Stored entries
=-=-=-=-=
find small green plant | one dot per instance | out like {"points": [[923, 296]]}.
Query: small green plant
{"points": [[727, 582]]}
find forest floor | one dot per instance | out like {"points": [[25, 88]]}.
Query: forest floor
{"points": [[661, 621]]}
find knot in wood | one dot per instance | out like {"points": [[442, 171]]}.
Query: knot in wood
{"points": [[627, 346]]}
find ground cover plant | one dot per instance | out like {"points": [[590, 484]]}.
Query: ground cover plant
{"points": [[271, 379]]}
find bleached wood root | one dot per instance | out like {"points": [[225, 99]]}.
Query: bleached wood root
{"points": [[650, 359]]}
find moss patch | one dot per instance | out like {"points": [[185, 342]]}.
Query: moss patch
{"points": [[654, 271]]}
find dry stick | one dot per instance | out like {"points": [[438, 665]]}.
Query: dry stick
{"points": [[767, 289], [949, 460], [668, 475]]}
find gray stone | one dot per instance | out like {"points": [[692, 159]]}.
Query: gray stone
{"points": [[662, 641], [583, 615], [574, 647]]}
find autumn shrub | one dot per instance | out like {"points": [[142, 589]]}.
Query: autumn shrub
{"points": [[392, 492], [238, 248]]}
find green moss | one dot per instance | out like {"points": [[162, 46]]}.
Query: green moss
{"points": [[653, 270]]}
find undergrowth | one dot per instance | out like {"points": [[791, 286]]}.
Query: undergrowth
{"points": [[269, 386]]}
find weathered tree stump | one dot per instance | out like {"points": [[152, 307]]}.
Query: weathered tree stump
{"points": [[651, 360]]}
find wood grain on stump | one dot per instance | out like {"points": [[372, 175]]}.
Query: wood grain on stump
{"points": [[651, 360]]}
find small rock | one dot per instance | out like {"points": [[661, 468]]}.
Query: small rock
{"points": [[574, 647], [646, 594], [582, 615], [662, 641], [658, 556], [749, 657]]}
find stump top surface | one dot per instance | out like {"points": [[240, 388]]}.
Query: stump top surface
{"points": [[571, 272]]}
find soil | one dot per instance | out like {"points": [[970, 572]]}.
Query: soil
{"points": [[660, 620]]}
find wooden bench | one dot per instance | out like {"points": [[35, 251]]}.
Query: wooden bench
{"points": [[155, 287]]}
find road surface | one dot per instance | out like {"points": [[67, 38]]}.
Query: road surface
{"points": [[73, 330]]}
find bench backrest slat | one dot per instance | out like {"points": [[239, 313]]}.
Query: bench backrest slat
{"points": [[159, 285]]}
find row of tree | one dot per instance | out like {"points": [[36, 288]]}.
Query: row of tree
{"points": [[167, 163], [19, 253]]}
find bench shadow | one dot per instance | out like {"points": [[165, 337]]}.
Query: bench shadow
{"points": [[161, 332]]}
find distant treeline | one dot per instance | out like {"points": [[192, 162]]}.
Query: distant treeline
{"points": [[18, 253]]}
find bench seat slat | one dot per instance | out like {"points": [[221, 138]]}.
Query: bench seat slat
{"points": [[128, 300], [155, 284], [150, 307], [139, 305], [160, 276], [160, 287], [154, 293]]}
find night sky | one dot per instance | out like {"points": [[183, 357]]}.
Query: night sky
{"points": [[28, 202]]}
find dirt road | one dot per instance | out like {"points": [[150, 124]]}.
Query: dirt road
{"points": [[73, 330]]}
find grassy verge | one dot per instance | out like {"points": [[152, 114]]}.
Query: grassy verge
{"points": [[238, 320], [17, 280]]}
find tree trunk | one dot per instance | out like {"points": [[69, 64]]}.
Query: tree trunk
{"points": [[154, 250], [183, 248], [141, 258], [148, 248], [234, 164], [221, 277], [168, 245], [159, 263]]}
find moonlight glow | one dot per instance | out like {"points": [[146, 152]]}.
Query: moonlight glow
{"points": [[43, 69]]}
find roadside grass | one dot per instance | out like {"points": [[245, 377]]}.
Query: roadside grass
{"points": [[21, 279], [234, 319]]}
=-=-=-=-=
▶ What is being asked
Every entry in the data should be returned exactly.

▶ Written response
find small green plant | one dot per instance | out like {"points": [[923, 296]]}.
Query: small green plant
{"points": [[727, 582]]}
find forest floor | one dot per instance | out like {"points": [[25, 88]]}.
Query: forest floor
{"points": [[661, 621]]}
find knot in wood | one dot per instance | out like {"points": [[442, 171]]}.
Query: knot in wood
{"points": [[627, 346]]}
find ground cover plant | one dot per instance | out like {"points": [[590, 484]]}.
Query: ground cover plant
{"points": [[271, 379]]}
find bleached wood root | one dot per instance | out like {"points": [[225, 99]]}.
Query: bleached wood root
{"points": [[650, 359]]}
find moss patch | one dot per instance | out like {"points": [[185, 342]]}.
Query: moss patch
{"points": [[654, 271]]}
find dry stick | one dot per instance | out like {"points": [[438, 665]]}.
Query: dry stick
{"points": [[767, 289], [949, 460], [668, 475]]}
find gray stone | one dot per instance | out like {"points": [[692, 159]]}.
Query: gray stone
{"points": [[662, 641], [583, 615], [574, 647]]}
find autumn shrub | one dot per instance | out like {"points": [[142, 589]]}.
Query: autumn shrub
{"points": [[392, 492], [238, 248]]}
find green moss | one dot per instance | out like {"points": [[162, 46]]}.
Query: green moss
{"points": [[653, 270]]}
find undergrowth | one dot per instance | out like {"points": [[791, 286]]}.
Query: undergrowth
{"points": [[269, 386]]}
find weathered tree stump | one dot per instance | out like {"points": [[152, 307]]}.
Query: weathered tree stump
{"points": [[651, 360]]}
find wood grain on stump | one dot per instance | out like {"points": [[372, 175]]}.
Query: wood grain on stump
{"points": [[651, 360]]}
find small rock | one dot per instance | out like {"points": [[661, 468]]}.
Query: small rock
{"points": [[574, 647], [646, 594], [582, 615], [662, 641], [658, 556], [749, 657]]}
find stump top surface | one dot per instance | out like {"points": [[240, 388]]}.
Query: stump top surface
{"points": [[571, 272]]}
find soil | one dot per instance | out like {"points": [[970, 572]]}.
Query: soil
{"points": [[660, 620]]}
find wooden bench | one dot per instance | out like {"points": [[35, 251]]}.
Query: wooden bench
{"points": [[155, 287]]}
find road surface | one dot per instance | out like {"points": [[67, 38]]}.
Query: road surface
{"points": [[73, 330]]}
find bench backrest slat | one dot per instance | out like {"points": [[239, 313]]}.
Query: bench backrest slat
{"points": [[159, 285]]}
find row of tree | one dot per instance | out like {"points": [[36, 288]]}.
Query: row of tree
{"points": [[167, 163], [19, 253]]}
find bench shadow | one dot per instance | out like {"points": [[165, 337]]}.
Query: bench shadow
{"points": [[161, 332]]}
find distant treeline | one dot per instance | out like {"points": [[192, 162]]}.
Query: distant treeline
{"points": [[18, 253]]}
find bench seat slat | one dot per instance | out like {"points": [[221, 138]]}.
Query: bench seat slat
{"points": [[128, 300], [155, 284], [150, 307], [139, 305], [160, 276], [160, 287], [154, 293]]}
find night sky | one dot per instance | out like {"points": [[183, 357]]}.
Query: night sky
{"points": [[28, 202]]}
find dirt road | one dot per instance | out like {"points": [[150, 124]]}.
Query: dirt road
{"points": [[73, 330]]}
find grassy verge | one dot per instance | out like {"points": [[152, 114]]}.
Query: grassy verge
{"points": [[238, 320], [17, 280]]}
find tree trunk | one dot per instance | out like {"points": [[69, 64]]}.
Query: tree trunk
{"points": [[154, 250], [183, 248], [141, 258], [148, 248], [234, 164], [221, 277], [168, 245], [159, 263]]}
find moonlight glow | one dot per instance | out like {"points": [[146, 152]]}.
Query: moonlight glow
{"points": [[43, 69]]}
find roadside grass | one dot per instance | out like {"points": [[245, 377]]}.
Query: roadside grass
{"points": [[21, 279], [234, 319]]}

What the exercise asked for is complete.